To be done »
- a) Rewrite the article on executive search between "Just 20 years" and "a developed industry.", inclusive, swapping "foreign investors" for "overseas investors".
- b) Write the next part of the article on executive search demand, picking up after its last sentence.
-- Start of Extracted text --
THE DEMAND for executive search services is increasing globally, said the Association of Executive Search Consultants, and Slovak firms active in the field have noticed the growth as well.
Just 20 years ago, the term executive search was virtually unheard of in Slovakia.
However, with the increasing number of foreign investors and fierce competition for talented professionals, executive search has become a developed industry.
Even though the last two quarters of 2007 saw a downturn in the US economy, year-end net revenue for the global executive search industry rose 22 percent from the fourth quarter of 2006 year-on-year, said the Association of Executive Search Consultants (AESC) on March 4. This growth represents four consecutive year of positive industry results, with compounded growth equalling 86 percent since 2004.
"The performance of the executive search industry over the past four years has been exceptional," Peter Felix, president of AESC said. "It reflects the tremendous need for executive talent that is being experienced around the world as the baby-boomers retire in western countries and major new markets such as China, India and Russia evolve into dynamic market economies. In spite of economic turbulence, we predict that organisations will continue to seek out the very best executives and that demand for executive search consulting services will remain high."
-- End of Extracted text --
-- Start of Data lines --
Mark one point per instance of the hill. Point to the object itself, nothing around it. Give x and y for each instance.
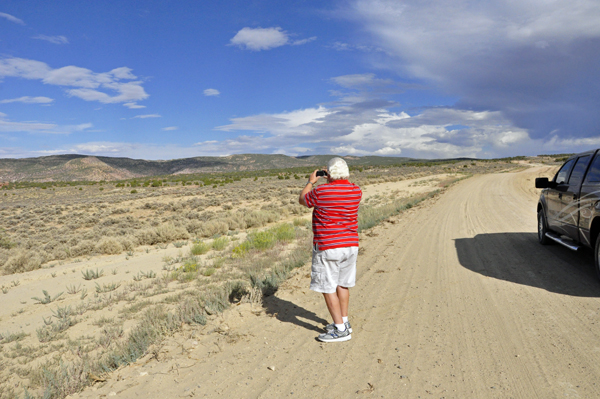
(74, 167)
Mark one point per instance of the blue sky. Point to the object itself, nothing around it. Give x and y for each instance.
(165, 80)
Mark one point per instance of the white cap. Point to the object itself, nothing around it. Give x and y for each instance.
(338, 169)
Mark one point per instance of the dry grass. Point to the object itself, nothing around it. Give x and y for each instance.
(231, 253)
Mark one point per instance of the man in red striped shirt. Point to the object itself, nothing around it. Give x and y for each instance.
(335, 243)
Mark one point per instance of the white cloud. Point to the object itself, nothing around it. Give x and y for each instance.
(534, 60)
(146, 116)
(211, 92)
(11, 18)
(28, 100)
(257, 39)
(53, 39)
(303, 41)
(88, 85)
(366, 126)
(8, 126)
(133, 106)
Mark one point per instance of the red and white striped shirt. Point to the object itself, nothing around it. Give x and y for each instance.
(335, 217)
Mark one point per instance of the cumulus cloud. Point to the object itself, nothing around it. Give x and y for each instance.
(8, 126)
(211, 92)
(535, 61)
(28, 100)
(146, 116)
(11, 18)
(53, 39)
(257, 39)
(133, 106)
(365, 124)
(115, 86)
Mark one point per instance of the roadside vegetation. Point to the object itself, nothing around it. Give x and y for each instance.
(237, 242)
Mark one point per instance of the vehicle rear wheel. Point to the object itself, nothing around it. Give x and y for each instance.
(542, 228)
(597, 256)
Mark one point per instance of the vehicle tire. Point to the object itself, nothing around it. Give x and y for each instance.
(542, 228)
(597, 256)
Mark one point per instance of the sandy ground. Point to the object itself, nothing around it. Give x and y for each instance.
(454, 299)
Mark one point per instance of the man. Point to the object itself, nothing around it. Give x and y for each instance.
(335, 243)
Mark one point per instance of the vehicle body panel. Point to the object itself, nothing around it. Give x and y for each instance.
(571, 201)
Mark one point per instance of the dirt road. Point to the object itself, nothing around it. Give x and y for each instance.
(454, 299)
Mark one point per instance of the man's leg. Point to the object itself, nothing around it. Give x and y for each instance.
(343, 295)
(333, 305)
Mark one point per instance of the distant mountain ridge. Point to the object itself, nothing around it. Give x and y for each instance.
(75, 167)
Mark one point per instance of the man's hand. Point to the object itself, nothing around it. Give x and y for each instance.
(313, 178)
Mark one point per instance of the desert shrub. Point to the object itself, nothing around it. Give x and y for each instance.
(214, 227)
(260, 218)
(236, 222)
(109, 246)
(126, 243)
(262, 240)
(194, 227)
(284, 232)
(23, 261)
(241, 250)
(169, 232)
(3, 257)
(146, 237)
(199, 248)
(220, 243)
(85, 247)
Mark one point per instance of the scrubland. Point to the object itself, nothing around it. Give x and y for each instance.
(95, 276)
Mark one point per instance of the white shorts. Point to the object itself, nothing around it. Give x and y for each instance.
(333, 267)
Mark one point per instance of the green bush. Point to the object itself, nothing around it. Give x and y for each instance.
(220, 243)
(199, 248)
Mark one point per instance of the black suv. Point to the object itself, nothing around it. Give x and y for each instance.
(569, 205)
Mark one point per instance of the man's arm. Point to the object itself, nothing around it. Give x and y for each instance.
(311, 181)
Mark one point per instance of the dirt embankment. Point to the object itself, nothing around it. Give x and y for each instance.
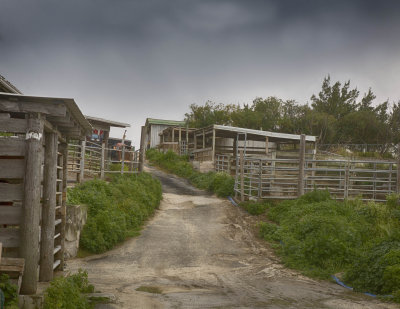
(200, 252)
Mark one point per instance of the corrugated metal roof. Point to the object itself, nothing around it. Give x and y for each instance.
(309, 138)
(69, 103)
(165, 122)
(111, 123)
(7, 87)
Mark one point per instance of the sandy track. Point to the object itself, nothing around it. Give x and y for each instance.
(200, 252)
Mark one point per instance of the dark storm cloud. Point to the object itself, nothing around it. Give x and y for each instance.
(153, 58)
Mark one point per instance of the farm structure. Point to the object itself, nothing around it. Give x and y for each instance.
(95, 155)
(220, 145)
(152, 129)
(178, 139)
(33, 172)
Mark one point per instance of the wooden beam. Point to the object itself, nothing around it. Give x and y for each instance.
(13, 125)
(9, 237)
(12, 168)
(29, 230)
(55, 109)
(10, 146)
(48, 208)
(10, 215)
(11, 192)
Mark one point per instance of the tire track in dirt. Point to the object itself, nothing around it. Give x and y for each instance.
(200, 251)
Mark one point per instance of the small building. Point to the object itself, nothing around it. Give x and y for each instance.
(154, 127)
(33, 180)
(218, 143)
(178, 139)
(101, 128)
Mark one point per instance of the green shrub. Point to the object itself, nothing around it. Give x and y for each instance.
(254, 208)
(116, 210)
(221, 184)
(9, 291)
(67, 292)
(321, 236)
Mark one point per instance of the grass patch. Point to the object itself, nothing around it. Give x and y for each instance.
(254, 208)
(69, 292)
(8, 293)
(321, 236)
(221, 184)
(116, 209)
(149, 289)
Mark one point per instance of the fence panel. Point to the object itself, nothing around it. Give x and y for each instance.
(268, 178)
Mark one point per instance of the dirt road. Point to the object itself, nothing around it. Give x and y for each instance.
(199, 252)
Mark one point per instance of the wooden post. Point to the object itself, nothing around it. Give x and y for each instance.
(82, 161)
(102, 160)
(142, 150)
(48, 208)
(300, 188)
(123, 153)
(398, 169)
(29, 228)
(64, 152)
(346, 181)
(241, 176)
(187, 139)
(213, 147)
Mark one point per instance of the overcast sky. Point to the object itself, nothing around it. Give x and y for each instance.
(129, 60)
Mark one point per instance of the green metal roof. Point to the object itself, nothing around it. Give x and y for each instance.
(165, 122)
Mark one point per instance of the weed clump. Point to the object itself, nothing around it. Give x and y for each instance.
(116, 210)
(221, 184)
(321, 236)
(68, 292)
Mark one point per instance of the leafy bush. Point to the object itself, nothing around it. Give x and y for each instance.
(321, 236)
(116, 210)
(67, 292)
(221, 184)
(254, 208)
(10, 292)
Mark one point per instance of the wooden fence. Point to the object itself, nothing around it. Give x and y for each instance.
(268, 178)
(89, 159)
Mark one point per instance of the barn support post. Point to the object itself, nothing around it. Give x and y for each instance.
(64, 151)
(241, 176)
(213, 147)
(102, 159)
(48, 208)
(82, 161)
(29, 228)
(398, 169)
(142, 150)
(302, 154)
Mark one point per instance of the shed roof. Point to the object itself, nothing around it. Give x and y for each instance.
(232, 131)
(63, 113)
(110, 123)
(6, 86)
(165, 122)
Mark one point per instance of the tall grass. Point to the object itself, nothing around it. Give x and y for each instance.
(321, 236)
(116, 210)
(221, 184)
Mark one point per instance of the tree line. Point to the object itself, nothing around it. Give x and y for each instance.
(337, 115)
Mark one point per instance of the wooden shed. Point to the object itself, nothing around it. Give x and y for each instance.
(178, 139)
(218, 143)
(33, 151)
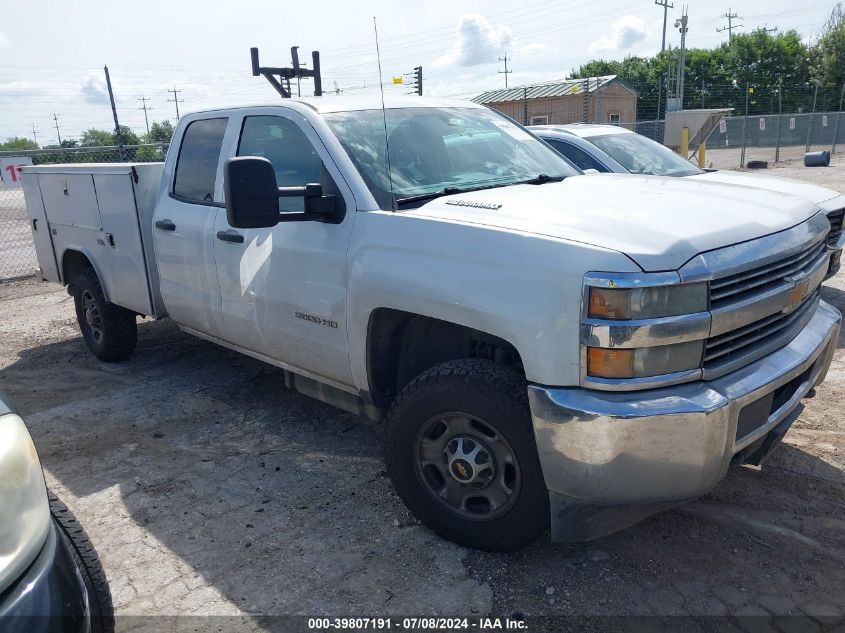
-- End of Data lines --
Results of the tasks »
- a)
Just 20 years ago, the term executive search was virtually unheard of in Slovakia.
However, with the increasing number of overseas investors and fierce competition for talented professionals, executive search has become a developed industry.

- b)
As well as the development of production in Slovakia, foreign direct investment and the import of foreign know-how into local plants, new knowledge has penetrated the human resources consultancy market, causing it to gradually adopt global standards and specialisations.
The increasing demand for executive search is connected with the current reality in industry and the labour market, which suffers from a lack of qualified labour and is experiencing a battle for talented professionals, the best managers, and specialists.
"Identifying and attracting key managers and specialists, as well as talented workers and those with high potential, has become a complex task requiring a professional approach and this is at the root of the increasing demand in Slovakia," said Miroslav Poliak, a partner at Menkyna and Partners Management Consulting.
The labour market in Slovakia offers many more job opportunities than before and it is now mainly employees who are choosing their employers, rather than the other way round.
"In such a situation, it is natural that when a company decides to change top managerial positions or is forced to make a change after its manager decides to leave, it uses the services of an executive search company," said Mariana Turanová, managing consultant with Target SK.
Executive search companies in Slovakia have recorded the highest demand for their services in dynamically developing industries with the most acute need for human capital, such as car production, electro-technical industries, IT, telecommuni-cations, finance, banking and the entire consultancy business.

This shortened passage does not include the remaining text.